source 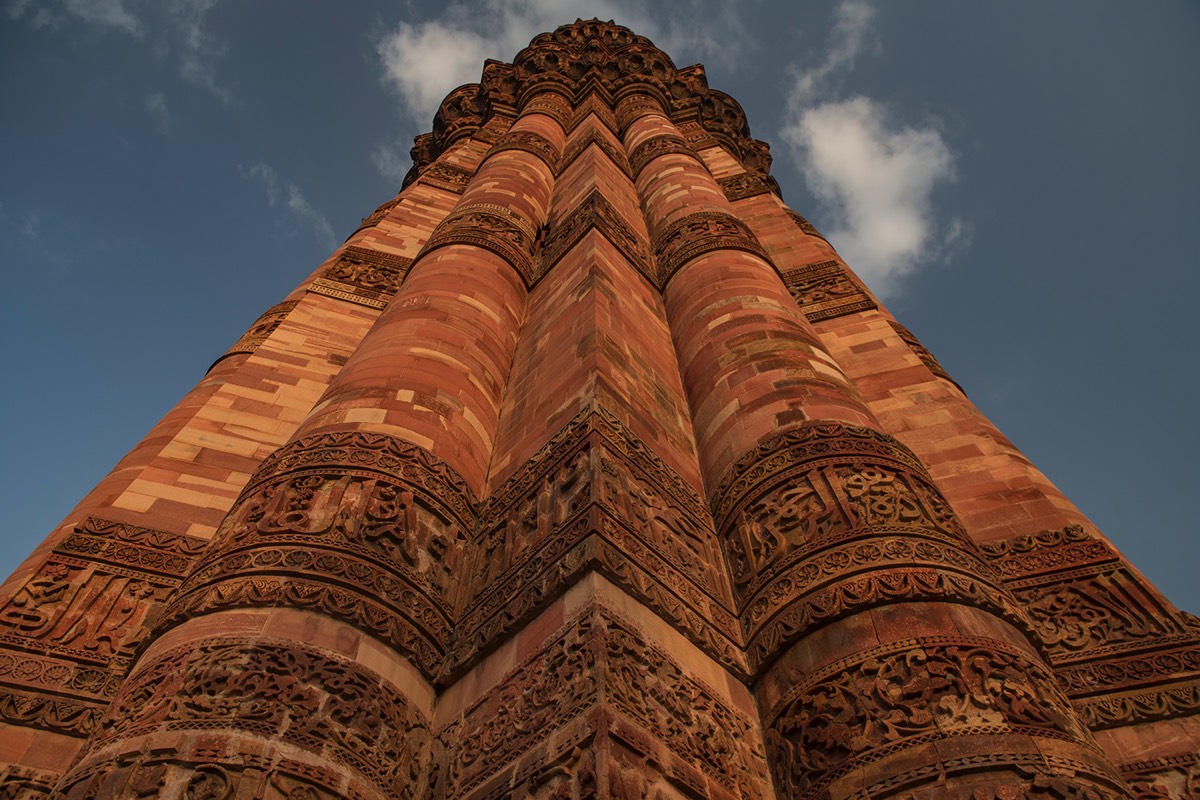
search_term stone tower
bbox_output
[0,19,1197,800]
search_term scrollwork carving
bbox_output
[719,172,780,202]
[485,130,562,172]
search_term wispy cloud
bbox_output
[780,0,963,298]
[145,90,171,131]
[242,161,336,250]
[373,0,757,178]
[169,0,229,102]
[7,0,230,101]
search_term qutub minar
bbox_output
[0,19,1196,800]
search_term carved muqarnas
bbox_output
[0,517,206,737]
[781,259,876,322]
[448,605,769,800]
[309,246,414,309]
[60,637,437,800]
[162,431,476,681]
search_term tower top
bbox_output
[404,17,775,190]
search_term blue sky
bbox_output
[1,1,1198,611]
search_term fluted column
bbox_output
[620,93,1129,800]
[51,96,568,800]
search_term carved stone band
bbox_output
[628,131,695,177]
[67,637,438,800]
[163,431,477,680]
[764,636,1113,800]
[418,202,539,285]
[484,129,563,173]
[652,209,772,288]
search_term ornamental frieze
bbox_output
[447,605,768,799]
[980,524,1118,579]
[0,764,57,799]
[719,172,781,202]
[568,90,620,135]
[1120,753,1200,800]
[536,190,651,284]
[485,129,563,173]
[309,246,413,309]
[163,432,476,680]
[1014,574,1163,656]
[781,259,876,322]
[1074,678,1200,731]
[628,132,696,177]
[786,209,825,239]
[64,638,436,800]
[349,194,401,234]
[418,161,473,194]
[419,202,539,285]
[214,299,298,364]
[764,636,1100,800]
[652,210,771,287]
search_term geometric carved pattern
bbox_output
[447,604,769,799]
[0,517,206,738]
[711,421,1034,674]
[420,202,539,286]
[888,319,965,393]
[161,431,477,682]
[763,635,1113,800]
[447,403,742,682]
[309,246,413,309]
[537,190,651,285]
[66,637,438,800]
[214,298,299,364]
[781,259,876,322]
[653,210,771,288]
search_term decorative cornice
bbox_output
[484,129,562,173]
[719,172,781,202]
[628,131,695,177]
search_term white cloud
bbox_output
[781,0,963,298]
[145,90,170,131]
[371,141,414,185]
[242,161,336,250]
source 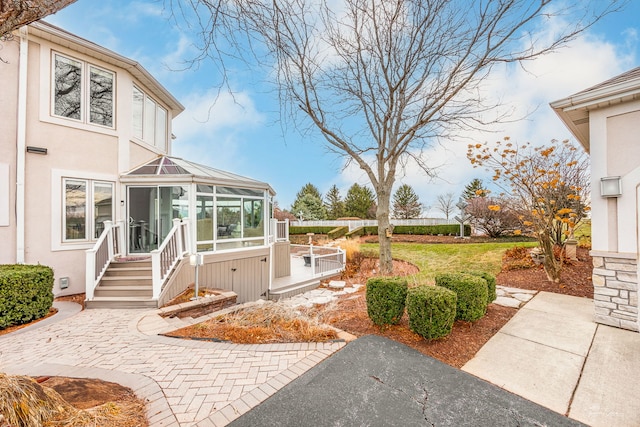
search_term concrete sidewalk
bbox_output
[462,291,640,427]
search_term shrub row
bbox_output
[392,224,470,236]
[328,226,349,240]
[0,264,54,329]
[365,271,496,340]
[289,226,336,235]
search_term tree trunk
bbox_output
[539,233,561,283]
[376,187,393,275]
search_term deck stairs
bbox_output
[86,258,157,309]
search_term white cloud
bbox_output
[171,89,265,169]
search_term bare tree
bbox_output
[435,192,455,220]
[173,0,620,274]
[0,0,77,38]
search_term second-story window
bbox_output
[53,53,115,128]
[133,85,167,152]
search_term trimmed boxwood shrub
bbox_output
[406,285,457,340]
[366,277,408,326]
[464,271,497,304]
[0,264,54,329]
[435,273,488,322]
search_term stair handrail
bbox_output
[151,218,190,300]
[85,220,124,300]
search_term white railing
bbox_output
[151,218,190,299]
[292,244,346,277]
[270,218,289,242]
[85,220,125,300]
[311,246,346,276]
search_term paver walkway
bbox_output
[0,303,345,426]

WHAT TO DO: For each line of the data that has the word "shrub", report that line.

COMPLETED TASK:
search_term shrub row
search_term trimmed boxwood shrub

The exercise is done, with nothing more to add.